◆ SELECTION
+ + + + + + +
# tubes blowing while descending on hot days?



## deadleg (Jan 26, 2005)

Any opinions on the likelyhood of rims overheating due to braking, tubes failing, while on major descents on hot days?
I recently saw this happen twice in few miles after a major descent on a hot day
scary stuff:


----------



## CleavesF (Dec 31, 2007)

Yes. This happened to me on a beautiful day bombing a mountain pass in NOC with Pro3's and Latex tubes. 

Don't use latex for mountain downhills. 

Believe it or not, I wasn't even braking that much, luckily I didn't crash as it was my rear wheel. If it was my front, I don't even want to think about it. The latex tube blew out sideways so my tire was shot too. 

I still use latex, but when it comes to rides with long steep downhills and braking and heat and hot days, I do not use use it.


----------



## froze (Sep 15, 2002)

It shouldn't happen if you know how to brake on a major descent on hot days. I use to live in So Calif and rode the mountains all the time and on days exceeding 100 degrees and never once had a blow out due to heat. 

When braking you need to apply both brakes hard for about 5 seconds while using your body as a wind stop (you see them do this on motorcycle racing, just before they enter a turn their body pops up as they stab the brake), then release the brakes for about 10 seconds, and repeat; this is called stab braking. You must remain anti-aero, body up right catching air, the whole time your trying to slow down even when the brakes are off. The purpose of releasing the brakes is to give a bit of time for the aluminum rims to air cool before reapplying. Don't start stabbing the brakes like I mentioned after a long braking action then go, gee maybe I should start stabbing the brakes, no you need to do that on your very first attempt at braking.
+ + + + + + +
◆ STATED GOAL
Retype the passage of the forum thread on tubes blowing during hot-weather descents from "I recently saw" to "and Latex tubes.", with no changes.

◆ AVAILABLE DATA
+ + + + + + +
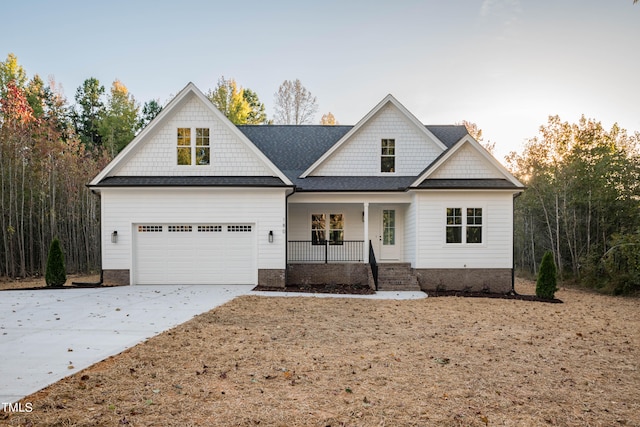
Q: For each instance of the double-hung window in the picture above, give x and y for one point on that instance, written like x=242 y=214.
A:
+ + + + + + +
◆ TASK RESPONSE
I recently saw this happen twice in few miles after a major descent on a hot day
scary stuff:


----------



## CleavesF (Dec 31, 2007)

Yes. This happened to me on a beautiful day bombing a mountain pass in NOC with Pro3's and Latex tubes.